— start of Dataset excerpts —

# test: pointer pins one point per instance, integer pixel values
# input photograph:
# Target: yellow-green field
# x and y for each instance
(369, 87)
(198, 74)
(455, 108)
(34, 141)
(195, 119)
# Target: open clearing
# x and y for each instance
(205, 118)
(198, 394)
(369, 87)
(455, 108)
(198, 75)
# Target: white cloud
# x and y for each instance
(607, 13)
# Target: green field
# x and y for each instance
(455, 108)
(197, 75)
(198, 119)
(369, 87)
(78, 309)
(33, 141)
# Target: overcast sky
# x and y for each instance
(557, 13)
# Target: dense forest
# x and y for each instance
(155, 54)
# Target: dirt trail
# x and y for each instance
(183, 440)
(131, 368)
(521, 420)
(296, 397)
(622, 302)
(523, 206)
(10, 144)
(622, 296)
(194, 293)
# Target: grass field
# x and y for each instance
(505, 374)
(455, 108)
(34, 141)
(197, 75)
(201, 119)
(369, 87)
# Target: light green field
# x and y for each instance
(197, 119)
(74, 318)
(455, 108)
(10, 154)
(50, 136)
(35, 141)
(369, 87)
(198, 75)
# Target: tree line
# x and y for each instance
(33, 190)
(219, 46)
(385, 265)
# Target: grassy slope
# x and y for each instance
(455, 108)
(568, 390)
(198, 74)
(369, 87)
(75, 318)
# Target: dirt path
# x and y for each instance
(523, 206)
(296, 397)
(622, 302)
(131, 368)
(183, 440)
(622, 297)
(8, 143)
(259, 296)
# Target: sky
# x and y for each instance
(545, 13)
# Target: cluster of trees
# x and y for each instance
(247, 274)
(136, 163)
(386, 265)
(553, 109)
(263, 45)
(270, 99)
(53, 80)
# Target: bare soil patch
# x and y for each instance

— end of Dataset excerpts —

### Task
Transcribe the whole listing exactly.

### The response
# test: pointer pins one point per instance, integer pixel values
# input photograph:
# Target: yellow-green field
# x and y for each instance
(369, 87)
(198, 74)
(455, 108)
(34, 141)
(195, 119)
# Target: open clearing
# x and y for each instance
(205, 118)
(198, 394)
(369, 87)
(455, 108)
(198, 75)
# Target: white cloud
# x and y for each instance
(607, 13)
# Target: green field
# x and y for each instance
(455, 108)
(197, 75)
(198, 119)
(369, 87)
(78, 309)
(33, 141)
# Target: overcast sky
# x and y for each instance
(557, 13)
# Target: dense forest
# x and y for each instance
(155, 54)
# Target: dirt trail
# x and y for each instance
(183, 440)
(131, 368)
(521, 420)
(296, 397)
(622, 302)
(523, 206)
(10, 144)
(622, 296)
(194, 293)
# Target: grass field
# x and y for each instance
(505, 374)
(455, 108)
(34, 141)
(197, 75)
(201, 119)
(369, 87)
# Target: light green field
# x and y for each instance
(197, 119)
(74, 318)
(455, 108)
(10, 154)
(50, 136)
(35, 141)
(369, 87)
(198, 75)
# Target: tree line
# x and y for each instance
(33, 190)
(219, 46)
(385, 265)
# Target: grassy slope
# x and y for each instance
(455, 108)
(568, 390)
(198, 74)
(369, 87)
(75, 318)
# Target: dirt path
# x and y for each instance
(523, 206)
(296, 397)
(622, 302)
(131, 368)
(183, 440)
(622, 297)
(8, 143)
(259, 296)
# Target: sky
# x and y for each instance
(545, 13)
# Target: cluster of trees
# x and y for each instance
(247, 274)
(136, 163)
(386, 265)
(553, 109)
(263, 45)
(270, 99)
(53, 80)
# Target: bare soil patch
# x and y for each instance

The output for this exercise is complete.